PROVIDED ENTRIES –
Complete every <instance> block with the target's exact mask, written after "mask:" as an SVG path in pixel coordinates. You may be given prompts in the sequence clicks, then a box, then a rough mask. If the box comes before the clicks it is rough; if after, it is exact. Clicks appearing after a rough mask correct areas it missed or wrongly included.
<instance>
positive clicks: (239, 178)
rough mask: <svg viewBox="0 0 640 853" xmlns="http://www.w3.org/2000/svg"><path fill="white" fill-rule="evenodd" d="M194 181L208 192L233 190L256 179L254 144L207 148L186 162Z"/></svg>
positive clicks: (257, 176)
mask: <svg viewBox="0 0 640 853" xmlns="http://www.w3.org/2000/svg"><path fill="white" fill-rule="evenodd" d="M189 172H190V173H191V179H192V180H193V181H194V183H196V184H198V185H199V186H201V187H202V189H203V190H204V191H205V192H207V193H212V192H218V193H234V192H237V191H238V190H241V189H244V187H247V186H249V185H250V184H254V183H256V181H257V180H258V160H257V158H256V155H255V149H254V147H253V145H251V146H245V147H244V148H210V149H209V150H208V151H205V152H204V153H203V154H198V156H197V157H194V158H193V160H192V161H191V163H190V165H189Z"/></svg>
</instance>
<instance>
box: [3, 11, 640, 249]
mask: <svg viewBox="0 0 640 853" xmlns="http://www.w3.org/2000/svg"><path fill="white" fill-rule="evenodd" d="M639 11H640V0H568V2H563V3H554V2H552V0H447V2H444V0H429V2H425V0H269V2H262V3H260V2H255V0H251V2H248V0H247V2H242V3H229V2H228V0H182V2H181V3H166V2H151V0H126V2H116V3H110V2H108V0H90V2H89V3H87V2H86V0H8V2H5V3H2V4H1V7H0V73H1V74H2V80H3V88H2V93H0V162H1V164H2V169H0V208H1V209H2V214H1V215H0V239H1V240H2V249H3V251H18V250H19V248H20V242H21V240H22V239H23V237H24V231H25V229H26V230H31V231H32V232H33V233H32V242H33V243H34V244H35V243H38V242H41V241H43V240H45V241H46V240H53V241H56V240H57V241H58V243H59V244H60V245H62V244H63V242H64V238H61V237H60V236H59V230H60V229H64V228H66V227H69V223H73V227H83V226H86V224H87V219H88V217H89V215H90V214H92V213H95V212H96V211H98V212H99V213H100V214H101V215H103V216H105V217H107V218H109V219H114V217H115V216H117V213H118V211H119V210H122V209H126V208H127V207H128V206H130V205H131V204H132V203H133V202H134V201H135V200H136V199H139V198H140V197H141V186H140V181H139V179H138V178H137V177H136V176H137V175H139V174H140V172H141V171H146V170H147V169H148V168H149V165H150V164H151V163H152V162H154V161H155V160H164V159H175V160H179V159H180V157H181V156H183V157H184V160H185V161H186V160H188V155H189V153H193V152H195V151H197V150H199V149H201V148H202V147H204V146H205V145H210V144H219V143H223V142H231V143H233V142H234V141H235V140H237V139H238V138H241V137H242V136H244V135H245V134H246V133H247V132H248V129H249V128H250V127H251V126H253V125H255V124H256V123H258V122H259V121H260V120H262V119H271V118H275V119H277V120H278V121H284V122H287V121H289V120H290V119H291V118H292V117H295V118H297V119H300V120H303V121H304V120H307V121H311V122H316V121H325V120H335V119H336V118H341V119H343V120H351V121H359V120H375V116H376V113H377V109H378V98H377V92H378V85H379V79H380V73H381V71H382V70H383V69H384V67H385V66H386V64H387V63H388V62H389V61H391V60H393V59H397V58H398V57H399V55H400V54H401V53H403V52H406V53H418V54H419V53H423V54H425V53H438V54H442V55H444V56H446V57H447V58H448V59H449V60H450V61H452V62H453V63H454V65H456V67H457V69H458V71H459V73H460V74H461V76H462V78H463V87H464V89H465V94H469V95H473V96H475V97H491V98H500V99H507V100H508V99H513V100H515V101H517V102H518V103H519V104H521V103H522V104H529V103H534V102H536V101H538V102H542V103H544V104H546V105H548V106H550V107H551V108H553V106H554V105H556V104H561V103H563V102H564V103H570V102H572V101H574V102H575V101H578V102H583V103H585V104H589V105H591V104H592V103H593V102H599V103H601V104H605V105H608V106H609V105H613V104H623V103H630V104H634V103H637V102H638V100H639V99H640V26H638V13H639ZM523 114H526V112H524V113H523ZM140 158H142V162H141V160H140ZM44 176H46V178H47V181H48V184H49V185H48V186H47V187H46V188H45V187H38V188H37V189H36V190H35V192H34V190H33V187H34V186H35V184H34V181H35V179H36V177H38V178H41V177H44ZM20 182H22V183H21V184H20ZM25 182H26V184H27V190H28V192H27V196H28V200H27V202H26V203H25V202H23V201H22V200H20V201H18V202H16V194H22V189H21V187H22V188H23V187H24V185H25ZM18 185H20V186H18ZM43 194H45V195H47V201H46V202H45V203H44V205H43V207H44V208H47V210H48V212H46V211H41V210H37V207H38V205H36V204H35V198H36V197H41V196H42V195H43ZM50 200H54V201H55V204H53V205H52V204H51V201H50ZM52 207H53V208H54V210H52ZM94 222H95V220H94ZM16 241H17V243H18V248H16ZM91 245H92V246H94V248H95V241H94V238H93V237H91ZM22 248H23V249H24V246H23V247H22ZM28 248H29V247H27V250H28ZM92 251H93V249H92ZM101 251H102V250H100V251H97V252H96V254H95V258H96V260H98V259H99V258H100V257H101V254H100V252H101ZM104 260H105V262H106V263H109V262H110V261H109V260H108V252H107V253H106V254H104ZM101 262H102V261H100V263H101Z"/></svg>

INSTRUCTIONS FOR THE TASK – Set out the records from their first line through the line that contains "positive clicks: (239, 178)" as a Markdown table with the columns "Row" and "Record line". Omit blank lines.

SOLUTION –
| Row | Record line |
|---|---|
| 1 | Complete every <instance> block with the target's exact mask, written after "mask:" as an SVG path in pixel coordinates. You may be given prompts in the sequence clicks, then a box, then a rough mask. If the box comes before the clicks it is rough; if after, it is exact. Clicks appearing after a rough mask correct areas it missed or wrongly included. |
| 2 | <instance> |
| 3 | positive clicks: (239, 178) |